§ **ФРАГМЕНТ ТЕКСТА**:
Партиципаторный поворот (the participatory turn) в музее лучше всего понятен в контексте акцента на музейной этике (Marstine 2011) и предшествующего ему более крупного движения, которое, как было замечено выше, направлено на то, чтобы музеи, действуя как институты гражданского общества, стали более социально инклюзивными и ответственными (Sandell 2003, 2012). Последние несколько десятилетий благодаря распространению движения по созданию «коллаборативной музеологии» музеи стремятся открыть доступ к знаниям и совместной интерпретации своих этнографических коллекций, развивая и поддерживая отношения с сообществами разной степени географической близости (Marstine 2011; Kreps 2009; Simon 2010). Тем не менее, многие партиципаторные практики подвергаются критике за изначальное несовершенство и создание иллюзии участия, в то время как в действительности согласованные решения принимаются по принуждению или в спешке, на основе институционального контроля над производством и распространением знаний, или на базе институциональной повестки или стратегического плана, тем самым манипулируя мнением группы относительно того, что считать неизбежным, обычным или ожидаемым (Graham, Mason and Nayling 2013; Lynch 2010, 2011c; Marstine 2011; Sandell 2002, 2003, 2011). В недавних дискуссиях поднимался вопрос эффективности партиципаторных практик в музеях и, в особенности, их неспособности переломить институциональную власть (Crooke 2007; Lynch and Alberti 2009; Peers and Brown 2003). Несмотря на благие намерения, участие не всегда является тем демократическим процессом, которым оно должно быть; скорее, оно все чаще отражает повестку институции, согласно которой ключевые действия, например, решающее слово в корректировке содержания проекта, всегда остаются за музеем (Fouseki 2010; Lynch 2011a).

Таким образом, воображаемый музей-как-контактная-зона всегда, по мнению Боаста, представлял собой «асимметричное пространство, в котором периферии удается получить небольшое, кратковременное и стратегическое преимущество, но где в конечном итоге выигрывает центр…» (Boast 2011, 66).

§ **ПЕРЕЧЕНЬ ЗАПИСЕЙ**:
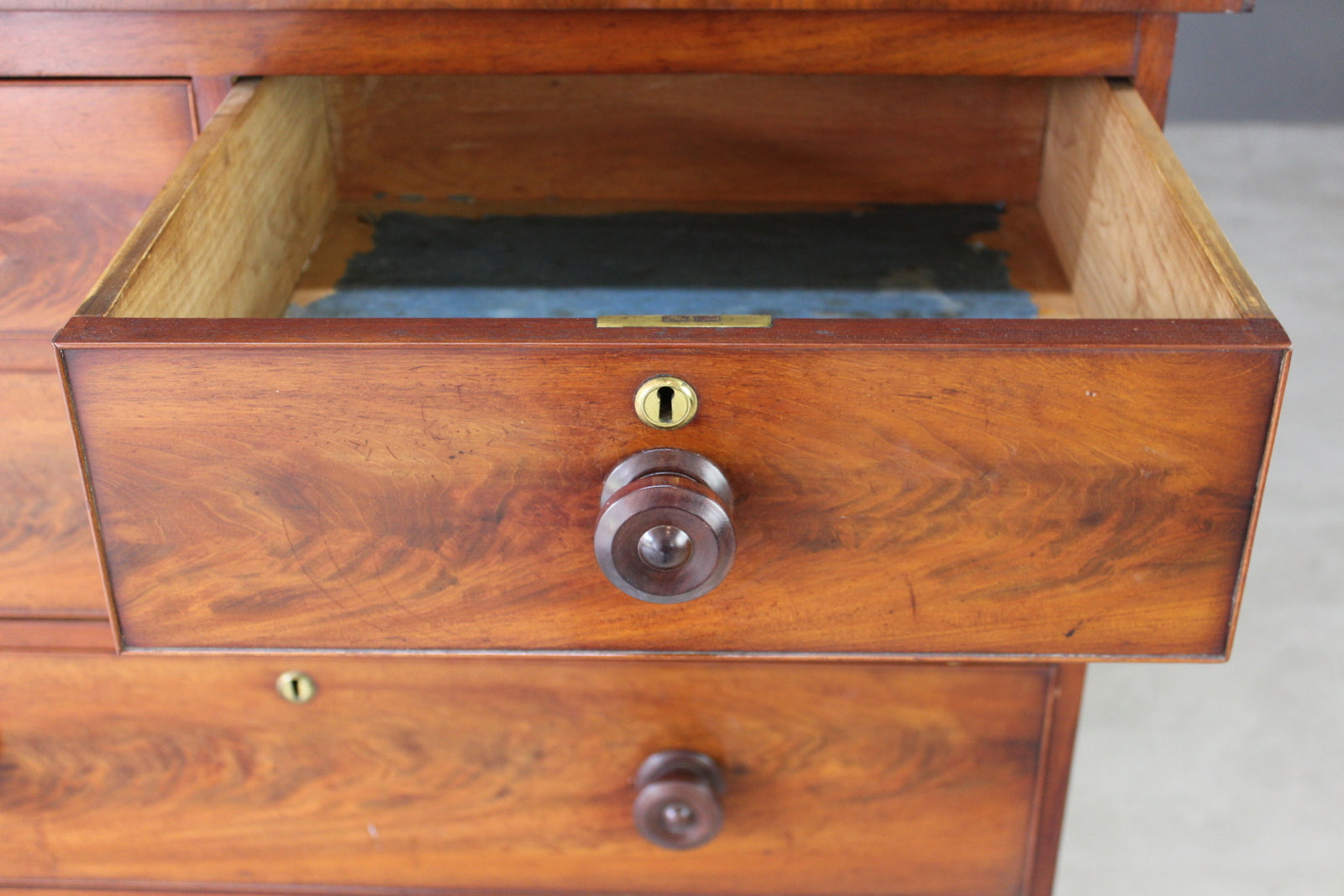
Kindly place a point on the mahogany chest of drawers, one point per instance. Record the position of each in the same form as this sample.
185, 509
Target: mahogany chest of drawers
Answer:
365, 618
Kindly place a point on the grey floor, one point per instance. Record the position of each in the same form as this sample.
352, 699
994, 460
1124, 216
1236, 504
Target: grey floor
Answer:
1229, 779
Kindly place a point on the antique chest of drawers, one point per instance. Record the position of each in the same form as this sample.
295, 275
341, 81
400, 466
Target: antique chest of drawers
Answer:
761, 602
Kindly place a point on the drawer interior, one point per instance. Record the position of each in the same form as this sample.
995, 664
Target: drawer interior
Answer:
983, 196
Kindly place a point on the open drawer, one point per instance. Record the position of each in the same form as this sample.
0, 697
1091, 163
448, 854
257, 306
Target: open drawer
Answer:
1082, 484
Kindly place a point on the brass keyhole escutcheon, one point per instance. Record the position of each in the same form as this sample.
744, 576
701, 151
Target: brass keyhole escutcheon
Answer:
665, 402
296, 687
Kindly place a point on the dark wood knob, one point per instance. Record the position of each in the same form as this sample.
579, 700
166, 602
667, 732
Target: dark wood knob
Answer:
680, 799
664, 533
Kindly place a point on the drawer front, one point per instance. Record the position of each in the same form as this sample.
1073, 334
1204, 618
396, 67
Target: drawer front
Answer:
1053, 488
517, 774
904, 500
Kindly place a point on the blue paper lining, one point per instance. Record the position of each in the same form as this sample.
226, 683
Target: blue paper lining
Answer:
894, 261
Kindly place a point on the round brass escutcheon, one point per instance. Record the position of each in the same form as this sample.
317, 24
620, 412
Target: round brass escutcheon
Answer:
665, 402
680, 799
296, 687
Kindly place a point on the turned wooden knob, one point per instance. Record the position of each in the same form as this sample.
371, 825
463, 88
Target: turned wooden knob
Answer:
664, 533
679, 805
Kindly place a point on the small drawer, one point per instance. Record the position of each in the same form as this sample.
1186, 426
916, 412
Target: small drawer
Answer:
515, 775
1082, 484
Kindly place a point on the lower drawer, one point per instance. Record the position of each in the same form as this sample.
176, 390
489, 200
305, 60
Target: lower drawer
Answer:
517, 774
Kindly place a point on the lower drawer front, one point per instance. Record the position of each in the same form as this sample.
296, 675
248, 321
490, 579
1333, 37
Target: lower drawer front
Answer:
517, 774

§ **ЗАДАНИЕ 1**:
Ответьте по фрагменту на вопросы:
(a) Как музеи стремятся открыть доступ к знаниям и совместной интерпретации своих этнографических коллекций?
(b) Что всегда остается за музеем согласно повестке институции?
(c) Каким пространством, по мнению Боаста, всегда был воображаемый музей-как-контактная-зона?
§ **ЗАДАНИЕ 2**:
Определите, соответствует ли фрагменту каждое утверждение:
(a) Партиципаторные практики критикуют за создание иллюзии участия.
(b) В недавних дискуссиях отмечалась способность партиципаторных практик переломить институциональную власть.
(c) По мнению Боаста, в музее-как-контактной-зоне в конечном итоге выигрывает периферия.
Материал не имеет отношения к фрагменту.

§ **РЕЗУЛЬТАТ 1**:
(a) Музеи развивают и поддерживают отношения с сообществами разной степени географической близости.
(b) За музеем остаются ключевые действия, например решающее слово в корректировке содержания проекта.
(c) Это было асимметричное пространство, в котором периферии удается получить небольшое, кратковременное и стратегическое преимущество, но где в конечном итоге выигрывает центр.

§ **РЕЗУЛЬТАТ 2**:
(a) Да: «многие партиципаторные практики подвергаются критике за изначальное несовершенство и создание иллюзии участия».
(b) Нет: «их неспособности переломить институциональную власть».
(c) Нет: «но где в конечном итоге выигрывает центр».